:: Supplied data ::
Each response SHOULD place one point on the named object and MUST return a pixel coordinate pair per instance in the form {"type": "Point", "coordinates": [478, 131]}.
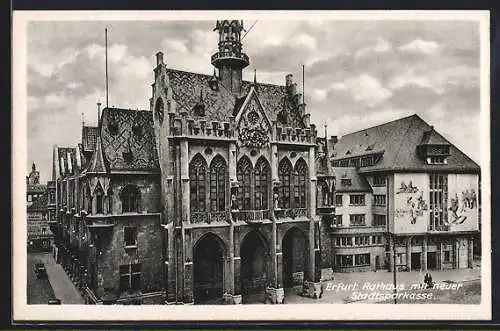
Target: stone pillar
{"type": "Point", "coordinates": [184, 167]}
{"type": "Point", "coordinates": [470, 253]}
{"type": "Point", "coordinates": [171, 280]}
{"type": "Point", "coordinates": [188, 267]}
{"type": "Point", "coordinates": [232, 162]}
{"type": "Point", "coordinates": [424, 254]}
{"type": "Point", "coordinates": [408, 253]}
{"type": "Point", "coordinates": [230, 282]}
{"type": "Point", "coordinates": [274, 244]}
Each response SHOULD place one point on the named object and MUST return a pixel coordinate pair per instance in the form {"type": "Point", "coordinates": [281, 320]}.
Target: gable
{"type": "Point", "coordinates": [252, 124]}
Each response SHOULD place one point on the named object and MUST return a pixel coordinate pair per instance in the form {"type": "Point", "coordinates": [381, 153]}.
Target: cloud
{"type": "Point", "coordinates": [421, 46]}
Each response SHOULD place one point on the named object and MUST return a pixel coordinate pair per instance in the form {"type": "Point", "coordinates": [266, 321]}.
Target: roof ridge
{"type": "Point", "coordinates": [379, 125]}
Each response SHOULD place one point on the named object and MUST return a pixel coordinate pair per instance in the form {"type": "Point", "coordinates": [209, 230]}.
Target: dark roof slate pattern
{"type": "Point", "coordinates": [141, 144]}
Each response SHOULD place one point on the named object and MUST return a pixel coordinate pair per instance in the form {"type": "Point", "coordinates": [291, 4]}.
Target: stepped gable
{"type": "Point", "coordinates": [128, 140]}
{"type": "Point", "coordinates": [356, 184]}
{"type": "Point", "coordinates": [398, 140]}
{"type": "Point", "coordinates": [40, 204]}
{"type": "Point", "coordinates": [221, 103]}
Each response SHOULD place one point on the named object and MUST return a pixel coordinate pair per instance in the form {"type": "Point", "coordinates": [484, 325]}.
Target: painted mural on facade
{"type": "Point", "coordinates": [463, 206]}
{"type": "Point", "coordinates": [410, 204]}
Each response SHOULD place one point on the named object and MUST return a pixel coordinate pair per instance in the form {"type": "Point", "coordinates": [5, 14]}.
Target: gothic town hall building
{"type": "Point", "coordinates": [221, 187]}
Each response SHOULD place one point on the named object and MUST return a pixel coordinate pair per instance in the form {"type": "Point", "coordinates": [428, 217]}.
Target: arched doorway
{"type": "Point", "coordinates": [295, 257]}
{"type": "Point", "coordinates": [254, 263]}
{"type": "Point", "coordinates": [208, 270]}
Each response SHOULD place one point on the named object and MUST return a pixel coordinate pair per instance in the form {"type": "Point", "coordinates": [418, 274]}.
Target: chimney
{"type": "Point", "coordinates": [159, 58]}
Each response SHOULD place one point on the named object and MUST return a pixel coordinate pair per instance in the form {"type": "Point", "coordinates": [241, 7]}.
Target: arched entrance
{"type": "Point", "coordinates": [208, 256]}
{"type": "Point", "coordinates": [254, 263]}
{"type": "Point", "coordinates": [295, 257]}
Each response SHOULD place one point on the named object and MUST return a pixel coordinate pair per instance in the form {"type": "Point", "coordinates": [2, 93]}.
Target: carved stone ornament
{"type": "Point", "coordinates": [254, 128]}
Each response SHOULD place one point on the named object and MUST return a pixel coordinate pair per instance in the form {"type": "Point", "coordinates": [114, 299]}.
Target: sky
{"type": "Point", "coordinates": [358, 74]}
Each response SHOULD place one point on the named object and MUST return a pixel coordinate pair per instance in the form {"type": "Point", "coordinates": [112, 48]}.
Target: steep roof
{"type": "Point", "coordinates": [398, 140]}
{"type": "Point", "coordinates": [119, 141]}
{"type": "Point", "coordinates": [220, 104]}
{"type": "Point", "coordinates": [357, 182]}
{"type": "Point", "coordinates": [89, 138]}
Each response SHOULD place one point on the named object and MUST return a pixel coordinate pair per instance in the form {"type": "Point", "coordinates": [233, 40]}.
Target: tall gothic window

:: The task ::
Print, word for word, every entry shown above; the pictures stay out.

:: Written solution ::
Each response SHOULD place one point on the named object and MUST return a pixel coordinate pair per instance in the form {"type": "Point", "coordinates": [478, 131]}.
Target: stone pillar
{"type": "Point", "coordinates": [184, 167]}
{"type": "Point", "coordinates": [470, 253]}
{"type": "Point", "coordinates": [171, 280]}
{"type": "Point", "coordinates": [188, 267]}
{"type": "Point", "coordinates": [232, 162]}
{"type": "Point", "coordinates": [424, 254]}
{"type": "Point", "coordinates": [408, 253]}
{"type": "Point", "coordinates": [230, 282]}
{"type": "Point", "coordinates": [274, 244]}
Each response SHOULD place one point on the named object and MUST return a pixel coordinate pair per instance in the form {"type": "Point", "coordinates": [281, 320]}.
Target: gable
{"type": "Point", "coordinates": [252, 124]}
Each response SHOULD place one point on the named object and MUST return a pixel coordinate pair per instance in the form {"type": "Point", "coordinates": [381, 153]}.
Target: cloud
{"type": "Point", "coordinates": [421, 46]}
Each response SHOULD place one point on the named object and MUST return a pixel coordinate pair per instance in the form {"type": "Point", "coordinates": [266, 321]}.
Target: roof ridge
{"type": "Point", "coordinates": [379, 125]}
Each response SHOULD place one point on the named object and MUST return a pixel coordinate pair per instance in the form {"type": "Point", "coordinates": [209, 230]}.
Target: dark roof slate pattern
{"type": "Point", "coordinates": [141, 144]}
Each response SHOULD place one point on the named object and MUST return a pixel coordinate pair per instance in the form {"type": "Point", "coordinates": [291, 4]}.
Target: stepped gable
{"type": "Point", "coordinates": [128, 140]}
{"type": "Point", "coordinates": [356, 184]}
{"type": "Point", "coordinates": [398, 140]}
{"type": "Point", "coordinates": [40, 204]}
{"type": "Point", "coordinates": [221, 103]}
Each response SHOULD place one point on the named object and MUST return a pixel coordinate pair per instance in the form {"type": "Point", "coordinates": [484, 325]}.
Target: painted mural on facade
{"type": "Point", "coordinates": [463, 206]}
{"type": "Point", "coordinates": [410, 204]}
Each response SHOULD place one point on the named object and MUST return a pixel coordinate pair per instance in the form {"type": "Point", "coordinates": [5, 14]}.
Target: gothic town hall building
{"type": "Point", "coordinates": [221, 187]}
Each response SHOULD place one point on the named object and MUST return a pixel coordinate pair per instance in the form {"type": "Point", "coordinates": [428, 217]}.
Target: arched doorway
{"type": "Point", "coordinates": [295, 257]}
{"type": "Point", "coordinates": [254, 263]}
{"type": "Point", "coordinates": [208, 270]}
Each response SHOULD place one point on the named object and MUST return a pixel coordinate pair per instance in the form {"type": "Point", "coordinates": [418, 274]}.
Target: chimney
{"type": "Point", "coordinates": [159, 58]}
Each response SHOULD place one point on the named object and MUST return a pixel coordinate pair per instance in the form {"type": "Point", "coordinates": [241, 7]}.
Target: arched entrance
{"type": "Point", "coordinates": [208, 256]}
{"type": "Point", "coordinates": [254, 263]}
{"type": "Point", "coordinates": [295, 257]}
Each response SHOULD place one point on the named object and MUST return a pixel coordinate pair per instance in the form {"type": "Point", "coordinates": [2, 93]}.
Target: carved stone ornament
{"type": "Point", "coordinates": [254, 128]}
Each response SHOULD place one point on the named object and MUST return a pixel coordinate pair per instance in the form {"type": "Point", "coordinates": [114, 299]}.
Target: sky
{"type": "Point", "coordinates": [358, 74]}
Each response SHOULD place one point on the named object and MUST return a pixel coordinate pair per instance in the form {"type": "Point", "coordinates": [112, 48]}.
Target: steep roof
{"type": "Point", "coordinates": [398, 140]}
{"type": "Point", "coordinates": [119, 141]}
{"type": "Point", "coordinates": [220, 104]}
{"type": "Point", "coordinates": [357, 182]}
{"type": "Point", "coordinates": [89, 138]}
Each response SHOULD place one point on the named object and MUST return a pixel coordinate pair per instance in the form {"type": "Point", "coordinates": [233, 40]}.
Target: tall gothic window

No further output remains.